### 本文

六合夜市を歩いていると、どうしても視線は派手な方へ引っ張られる。
明るい照明、山盛りの具材、写真を撮る人の列。

その少し外側。
同じ夜市の通りにありながら、明らかに空気が違う一角がある。
それが、六合路肉燥飯だ。


看板と現実のズレ

店名だけを見ると、肉燥飯の店に見える。
実際、肉燥飯もちゃんとある。南部らしい、やや甘めで軽い脂の丼だ。

けれど、客の多くが頼んでいるのは別のものだ。
テーブルを見渡すと、湯気を立てるのは海鮮粥鱸魚湯ばかり。

看板に偽りあり、というより。
「わかっている人だけが、自然に正解を選んでいる」
そんな空気が流れている。


映えない海鮮粥

六合夜市には、海鮮粥の有名店がある。
具材が豪快に盛られ、写真映えする一杯だ。

一方、六合路肉燥飯の海鮮粥は地味だ。
色も茶色く、派手さはない。

けれど、スプーンを入れるとすぐにわかる。
魚介の出汁が、米の一粒一粒にまで染みている。
牡蠣、ハマグリ、イカ。主張しすぎない具材が、スープの厚みを支えている。

ここは「具を食べる粥」ではなく、
出汁を食べる粥だ。


優しい鱸魚湯

もう一つ、静かに人気なのが鱸魚湯(スズキのスープ)
澄んだスープに、淡白な白身。

台湾では滋養食として知られていて、
病後や産後に飲まれることも多い。

旅の途中で、胃が少し疲れている時。
派手な夜市料理の合間に、これほどちょうどいいものはない。

塩気は控えめ。
味を足す必要もない。


六合夜市の「端」

場所は、六合夜市の端っこだ。
ここだけは屋台ではなく「食堂」の時間が流れている。

観光客の声より、
地元の会話と食器の音の方がよく聞こえる。

行列に並ぶこともない。
写真を撮る人も少ない。

ただ、黙々と出汁をすする人がいるだけだ。

### やること
1. 本文によると、六合路肉燥飯は六合夜市のどのあたりにありますか。
2. 本文にある「魚介の出汁が、米の一粒一粒にまで染みている。」という一文を英語に訳してください。
3. 本文から、「色も茶色く、派手さはない。」を含む箇所で引用を始め、「澄んだスープに、淡白な白身。」のところで止めてください。
このあとに続く資料は、本文とは別のものです。

### 提供資料
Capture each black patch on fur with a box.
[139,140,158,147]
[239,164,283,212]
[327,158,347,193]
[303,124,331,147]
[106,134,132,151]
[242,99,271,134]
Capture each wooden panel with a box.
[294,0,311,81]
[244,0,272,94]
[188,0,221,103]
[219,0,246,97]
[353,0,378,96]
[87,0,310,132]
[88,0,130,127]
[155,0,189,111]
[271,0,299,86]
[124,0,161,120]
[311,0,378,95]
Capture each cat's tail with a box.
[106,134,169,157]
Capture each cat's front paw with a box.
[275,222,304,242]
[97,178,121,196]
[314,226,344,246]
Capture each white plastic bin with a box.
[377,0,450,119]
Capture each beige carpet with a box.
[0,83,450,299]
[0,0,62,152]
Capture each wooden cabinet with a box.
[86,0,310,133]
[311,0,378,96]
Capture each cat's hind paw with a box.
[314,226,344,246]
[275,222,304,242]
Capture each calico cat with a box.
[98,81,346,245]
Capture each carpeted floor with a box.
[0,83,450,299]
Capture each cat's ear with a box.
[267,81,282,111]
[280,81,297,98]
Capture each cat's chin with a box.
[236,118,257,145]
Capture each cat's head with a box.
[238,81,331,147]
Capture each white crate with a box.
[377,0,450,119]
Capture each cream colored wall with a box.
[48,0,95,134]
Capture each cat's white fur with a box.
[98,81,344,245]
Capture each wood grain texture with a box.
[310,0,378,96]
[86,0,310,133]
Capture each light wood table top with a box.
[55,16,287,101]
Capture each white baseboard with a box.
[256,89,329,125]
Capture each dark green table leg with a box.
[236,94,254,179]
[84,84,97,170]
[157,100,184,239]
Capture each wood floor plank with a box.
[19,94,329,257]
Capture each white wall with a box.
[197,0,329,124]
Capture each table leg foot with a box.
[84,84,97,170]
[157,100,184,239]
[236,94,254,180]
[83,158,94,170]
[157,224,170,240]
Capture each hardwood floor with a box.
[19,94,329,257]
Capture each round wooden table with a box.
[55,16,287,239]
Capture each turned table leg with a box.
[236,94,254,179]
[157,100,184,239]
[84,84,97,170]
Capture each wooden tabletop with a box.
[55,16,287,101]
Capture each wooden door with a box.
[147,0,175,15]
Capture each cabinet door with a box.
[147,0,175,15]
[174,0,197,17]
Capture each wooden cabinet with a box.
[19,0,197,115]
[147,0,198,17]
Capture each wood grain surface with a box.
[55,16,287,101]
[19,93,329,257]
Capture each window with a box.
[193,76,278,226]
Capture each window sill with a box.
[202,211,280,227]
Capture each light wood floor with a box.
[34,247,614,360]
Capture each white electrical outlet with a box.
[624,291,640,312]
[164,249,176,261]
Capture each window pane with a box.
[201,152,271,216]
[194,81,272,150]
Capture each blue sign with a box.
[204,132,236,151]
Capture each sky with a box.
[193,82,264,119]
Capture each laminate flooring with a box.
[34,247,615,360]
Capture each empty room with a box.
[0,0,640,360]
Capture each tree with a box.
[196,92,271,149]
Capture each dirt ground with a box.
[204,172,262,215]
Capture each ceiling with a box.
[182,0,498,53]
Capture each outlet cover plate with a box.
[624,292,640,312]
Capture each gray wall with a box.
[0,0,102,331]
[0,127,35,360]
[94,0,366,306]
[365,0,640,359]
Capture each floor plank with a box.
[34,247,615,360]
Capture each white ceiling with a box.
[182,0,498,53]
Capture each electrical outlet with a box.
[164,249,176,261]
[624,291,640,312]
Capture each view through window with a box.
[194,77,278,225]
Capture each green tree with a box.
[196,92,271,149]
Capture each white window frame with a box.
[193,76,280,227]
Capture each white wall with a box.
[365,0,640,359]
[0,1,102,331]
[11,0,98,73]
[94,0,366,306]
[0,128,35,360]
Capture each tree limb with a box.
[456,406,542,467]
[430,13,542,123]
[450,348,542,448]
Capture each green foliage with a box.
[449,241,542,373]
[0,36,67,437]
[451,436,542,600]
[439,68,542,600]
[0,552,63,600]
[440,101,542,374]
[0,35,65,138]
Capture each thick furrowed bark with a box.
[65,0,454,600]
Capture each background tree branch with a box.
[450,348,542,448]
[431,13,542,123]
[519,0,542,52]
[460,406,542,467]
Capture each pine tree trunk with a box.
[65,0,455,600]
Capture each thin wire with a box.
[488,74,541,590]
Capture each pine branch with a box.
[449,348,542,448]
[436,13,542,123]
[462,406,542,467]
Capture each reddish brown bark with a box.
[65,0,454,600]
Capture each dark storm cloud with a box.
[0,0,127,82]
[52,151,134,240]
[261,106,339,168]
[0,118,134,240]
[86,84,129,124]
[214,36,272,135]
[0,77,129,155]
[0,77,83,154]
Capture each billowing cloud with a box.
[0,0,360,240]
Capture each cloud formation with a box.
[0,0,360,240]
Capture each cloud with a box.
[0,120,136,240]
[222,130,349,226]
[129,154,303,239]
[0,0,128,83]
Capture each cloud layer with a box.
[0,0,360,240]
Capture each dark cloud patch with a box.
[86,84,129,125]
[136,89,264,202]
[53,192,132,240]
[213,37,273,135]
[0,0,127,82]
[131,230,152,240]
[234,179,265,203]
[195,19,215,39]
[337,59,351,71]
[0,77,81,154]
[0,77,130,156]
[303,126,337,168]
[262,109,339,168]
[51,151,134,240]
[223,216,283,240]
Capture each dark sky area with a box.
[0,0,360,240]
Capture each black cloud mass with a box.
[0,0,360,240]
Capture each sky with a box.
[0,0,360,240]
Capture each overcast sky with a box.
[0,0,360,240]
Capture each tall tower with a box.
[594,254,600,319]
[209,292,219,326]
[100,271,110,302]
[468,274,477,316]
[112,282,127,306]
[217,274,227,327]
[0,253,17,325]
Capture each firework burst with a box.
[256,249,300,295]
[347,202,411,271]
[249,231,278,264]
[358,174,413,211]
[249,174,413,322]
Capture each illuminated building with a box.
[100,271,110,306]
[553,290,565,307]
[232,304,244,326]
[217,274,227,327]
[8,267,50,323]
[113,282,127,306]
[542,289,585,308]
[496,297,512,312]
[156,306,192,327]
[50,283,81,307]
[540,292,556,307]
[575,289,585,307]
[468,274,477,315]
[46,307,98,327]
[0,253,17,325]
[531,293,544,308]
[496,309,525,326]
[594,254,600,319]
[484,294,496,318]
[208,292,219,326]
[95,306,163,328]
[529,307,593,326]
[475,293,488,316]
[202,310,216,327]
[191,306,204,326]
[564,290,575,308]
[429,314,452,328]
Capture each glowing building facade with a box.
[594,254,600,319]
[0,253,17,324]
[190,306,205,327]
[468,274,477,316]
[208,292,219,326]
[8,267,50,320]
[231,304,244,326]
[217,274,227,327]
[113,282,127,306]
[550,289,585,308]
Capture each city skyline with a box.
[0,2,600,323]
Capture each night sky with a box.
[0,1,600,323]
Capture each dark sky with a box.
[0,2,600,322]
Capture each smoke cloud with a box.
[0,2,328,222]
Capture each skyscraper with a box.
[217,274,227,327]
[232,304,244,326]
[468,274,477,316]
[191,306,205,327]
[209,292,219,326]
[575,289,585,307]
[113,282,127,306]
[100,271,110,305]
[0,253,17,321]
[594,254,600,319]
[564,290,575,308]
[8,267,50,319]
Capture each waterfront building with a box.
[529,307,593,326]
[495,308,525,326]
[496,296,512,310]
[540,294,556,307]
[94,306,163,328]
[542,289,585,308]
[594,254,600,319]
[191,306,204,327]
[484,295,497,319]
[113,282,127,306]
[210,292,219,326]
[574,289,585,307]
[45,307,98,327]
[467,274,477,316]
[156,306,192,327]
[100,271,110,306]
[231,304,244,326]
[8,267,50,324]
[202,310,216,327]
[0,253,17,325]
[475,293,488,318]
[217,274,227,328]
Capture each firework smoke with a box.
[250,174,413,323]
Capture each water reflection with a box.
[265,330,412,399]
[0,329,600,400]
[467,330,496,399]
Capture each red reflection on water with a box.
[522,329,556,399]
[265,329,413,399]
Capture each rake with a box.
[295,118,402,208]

### 課題への回答
1. 六合夜市の端っこにあります。

2. The seafood broth has soaked into every single grain of rice.

3.
色も茶色く、派手さはない。

けれど、スプーンを入れるとすぐにわかる。
魚介の出汁が、米の一粒一粒にまで染みている。
牡蠣、ハマグリ、イカ。主張しすぎない具材が、スープの厚みを支えている。

ここは「具を食べる粥」ではなく、
出汁を食べる粥だ。


優しい鱸魚湯

もう一つ、静かに人気なのが鱸魚湯(スズキのスープ)
澄んだスープに、淡白な白身。